*Task details:* Reproduce the listing in its entirety. Do not reproduce the pictures.

=== Data to examine ===

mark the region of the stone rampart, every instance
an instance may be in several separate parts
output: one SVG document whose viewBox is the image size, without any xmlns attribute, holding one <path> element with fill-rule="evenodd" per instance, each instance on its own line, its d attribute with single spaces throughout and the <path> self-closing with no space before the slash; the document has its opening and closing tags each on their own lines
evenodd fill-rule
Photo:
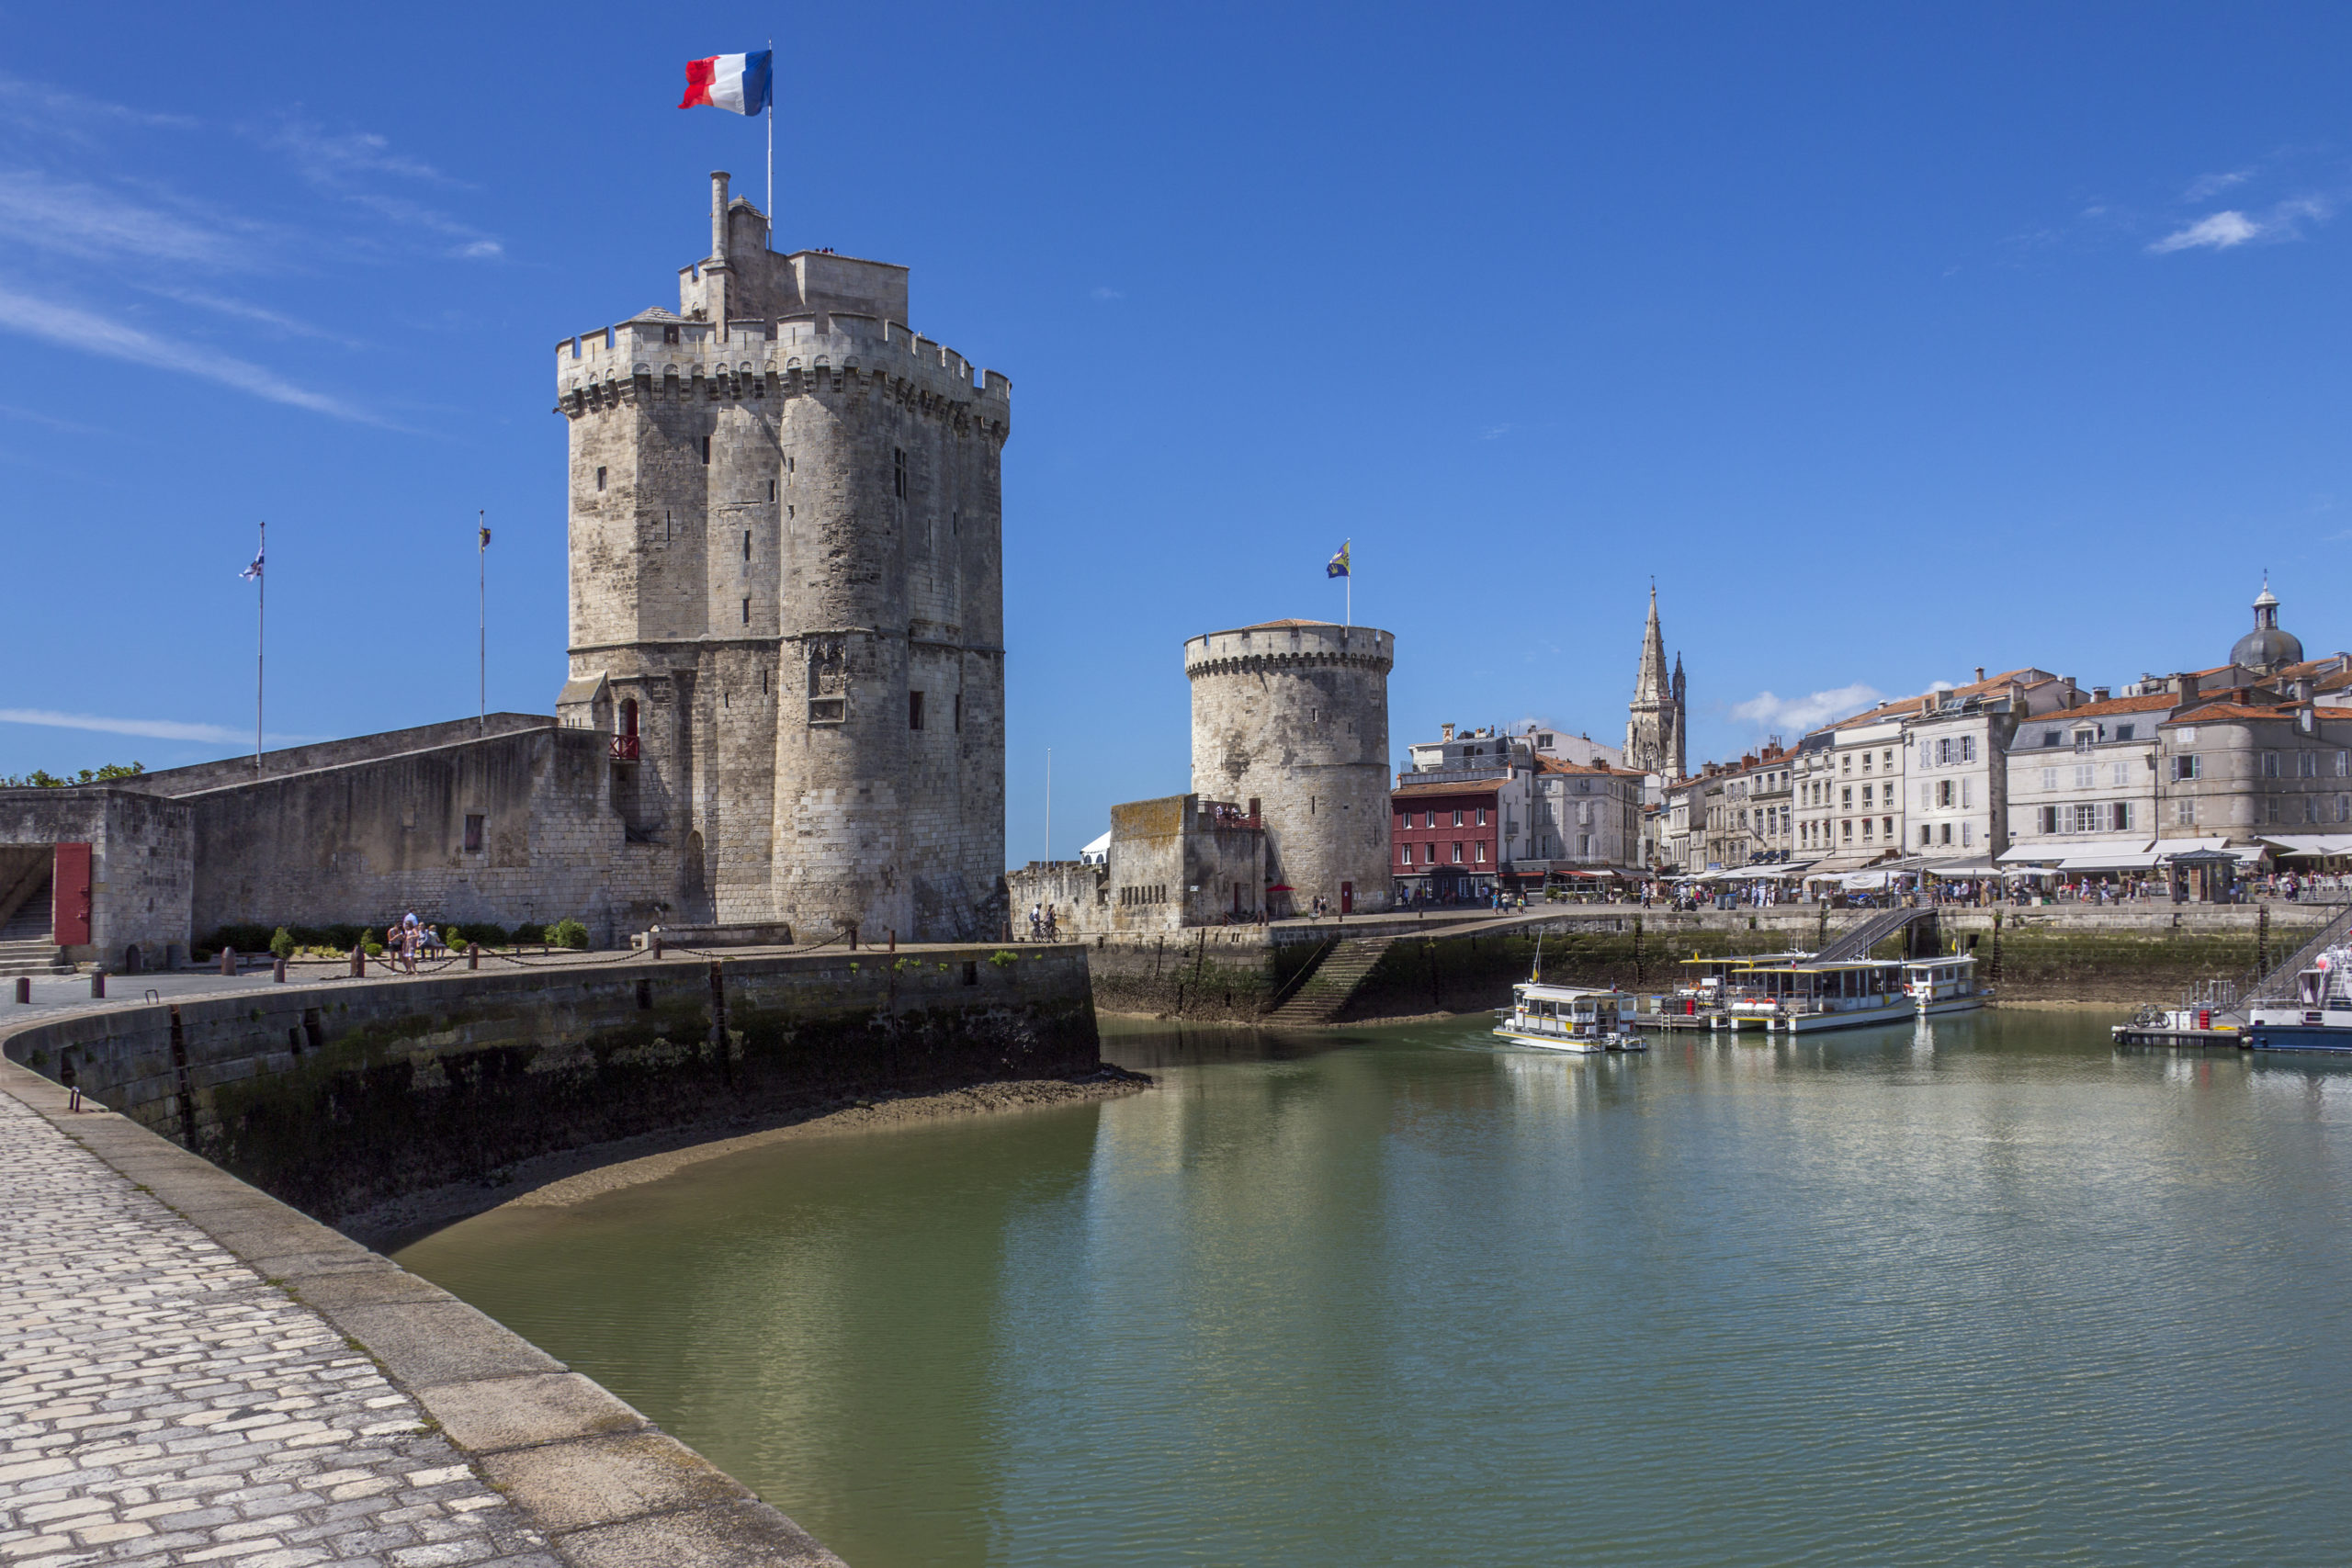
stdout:
<svg viewBox="0 0 2352 1568">
<path fill-rule="evenodd" d="M 1086 954 L 624 959 L 240 992 L 0 1038 L 333 1220 L 536 1156 L 1099 1065 Z"/>
</svg>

===

*Solved problem:*
mark the region of the stone rampart, every instance
an instance may be in several separate parts
output: one SVG document whose viewBox is the image size, without any xmlns attribute, holding one <path> element with fill-rule="evenodd" per instance, each instance on its own line, its d attribute with single spaces throughout and the <path> self-closing with no space before the slash; the document has its opening and closing tags each on their own lines
evenodd fill-rule
Photo:
stdout:
<svg viewBox="0 0 2352 1568">
<path fill-rule="evenodd" d="M 1086 954 L 624 959 L 240 992 L 0 1038 L 333 1220 L 536 1156 L 1099 1065 Z"/>
</svg>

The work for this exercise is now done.